# [Do this]
Return the material below word for word, keeping every line unchanged and in its original order.
═════ Input data
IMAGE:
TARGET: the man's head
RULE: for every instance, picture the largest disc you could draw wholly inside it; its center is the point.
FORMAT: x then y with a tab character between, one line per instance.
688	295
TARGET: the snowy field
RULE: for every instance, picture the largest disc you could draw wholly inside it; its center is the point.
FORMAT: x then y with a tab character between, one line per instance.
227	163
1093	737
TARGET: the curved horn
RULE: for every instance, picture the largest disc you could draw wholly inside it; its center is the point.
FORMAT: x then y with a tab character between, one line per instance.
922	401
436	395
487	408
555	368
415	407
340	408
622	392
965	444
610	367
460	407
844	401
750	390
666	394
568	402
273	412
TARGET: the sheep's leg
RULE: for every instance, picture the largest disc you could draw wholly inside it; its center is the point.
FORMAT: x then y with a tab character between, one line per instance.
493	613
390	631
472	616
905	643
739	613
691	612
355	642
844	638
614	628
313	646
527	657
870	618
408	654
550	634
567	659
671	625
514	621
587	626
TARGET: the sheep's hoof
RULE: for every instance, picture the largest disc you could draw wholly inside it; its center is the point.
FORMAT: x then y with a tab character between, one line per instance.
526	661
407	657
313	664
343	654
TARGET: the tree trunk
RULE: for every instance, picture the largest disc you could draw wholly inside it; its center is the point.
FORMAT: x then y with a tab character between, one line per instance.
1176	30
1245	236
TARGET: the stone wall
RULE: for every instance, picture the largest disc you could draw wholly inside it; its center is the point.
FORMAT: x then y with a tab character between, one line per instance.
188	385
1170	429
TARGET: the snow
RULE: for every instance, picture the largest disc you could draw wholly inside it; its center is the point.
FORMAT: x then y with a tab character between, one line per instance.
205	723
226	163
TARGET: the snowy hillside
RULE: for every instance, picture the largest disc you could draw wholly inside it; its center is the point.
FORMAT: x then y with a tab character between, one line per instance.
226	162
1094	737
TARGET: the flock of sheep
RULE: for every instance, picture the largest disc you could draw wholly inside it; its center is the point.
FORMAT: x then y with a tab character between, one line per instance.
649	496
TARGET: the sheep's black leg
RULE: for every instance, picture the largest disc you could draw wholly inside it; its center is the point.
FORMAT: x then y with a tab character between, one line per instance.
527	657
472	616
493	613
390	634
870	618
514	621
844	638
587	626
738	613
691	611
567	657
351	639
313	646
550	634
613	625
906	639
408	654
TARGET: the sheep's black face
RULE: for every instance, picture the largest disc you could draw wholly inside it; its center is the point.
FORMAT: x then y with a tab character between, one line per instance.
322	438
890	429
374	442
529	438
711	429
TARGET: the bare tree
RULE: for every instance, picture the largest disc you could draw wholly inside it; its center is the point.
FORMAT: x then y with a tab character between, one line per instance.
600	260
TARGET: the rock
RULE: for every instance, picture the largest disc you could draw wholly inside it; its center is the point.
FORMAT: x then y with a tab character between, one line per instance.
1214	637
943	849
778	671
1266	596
══════════
# [Solution for this exercise]
IMAGE:
TARGET: the man's head
RULE: for every instance, picture the largest disc you could draw wholly inside it; its center is the point.
FORMAT: x then y with a tab character between, one line per instance.
688	295
TARGET: the snowy field
RULE: for every instance, picture the largest disc you could draw wholly inside it; its center is the point.
FORMAT: x then y with a tab character between, one line per instance.
227	163
1093	737
TARGET: the curved horn
RULE: for every instance, picture the largest disc you could draw wholly inside it; its center is the point.
FORMAT: x then y with a tab character between, one line per instance.
922	401
436	395
487	408
555	368
415	407
340	408
622	392
965	444
610	367
460	407
844	401
750	390
666	394
568	402
273	412
TARGET: the sheep's leg
RULE: for every instance, picture the largest disc you could draw wholly inside it; its center is the point.
FORMAT: x then y with a tab character between, one line per instance.
493	613
390	631
472	616
905	643
739	613
691	612
355	642
844	638
614	628
313	646
527	657
870	618
408	654
550	634
567	659
671	625
514	621
587	626
TARGET: the sheep's hoof
RULE: for every instance, picture the largest disc you could draw wholly inside it; its center is the point.
FORMAT: x then y with a tab character between, one line per instance.
526	661
407	657
313	664
343	654
TARGET: the tree trunk
RULE: for every instance, picture the largest disc you could draw wholly inside it; its center is the point.
FORMAT: x then y with a tab character between, one line per instance.
1176	30
1245	236
TARGET: the stone wall
RULE: for every instance, picture the largest disc you could draw wholly inside it; its center is the point.
FORMAT: x then y with a tab character between, one line per instance.
188	385
1170	429
TARGET: the snow
RULE: for every instance, picture the largest disc you could draw wholly inside it; its center is the point.
FORMAT: x then y with a tab character between, one line per instance.
205	723
226	163
TARGET: the snowy hillside
RULE: for every instance, picture the largest disc you could draw wholly inside it; its center is the point.
FORMAT: x then y with a tab character between, one line per instance.
226	162
1094	737
TARGET: the flock of sheep
RULE: for every instance, picture the largest disc you could draw wholly inside it; its center is the point.
FORMAT: x then y with a tab character between, one line per instance.
649	496
TARGET: the sheep's black leg
RULE: for every instance, picture the largest disc you could draw wholly inside it; its center is the point.
FORMAT: x then y with a tab character between, one line per instance.
527	657
472	616
493	613
390	634
870	618
514	621
844	638
587	626
738	613
691	611
567	657
351	639
313	646
550	634
613	625
906	639
408	654
TARGET: the sheep's black face
RULE: for every instance, picture the largest disc you could draw wholly inside it; its center is the point.
FORMAT: x then y with a tab character between, one line per instance.
322	438
890	429
374	442
529	438
711	429
TARGET: the bare tree
RULE: for every instance, picture the largest disc you could draw wholly inside it; its center is the point.
FORMAT: x then y with a tab character between, one line per instance.
600	260
TARGET: the rock
RULE: for every instance, picture the largest disc you could draw wholly inside it; its center is the point.
FORMAT: x then y with a tab character between, one line per instance.
1214	637
943	849
778	671
1266	596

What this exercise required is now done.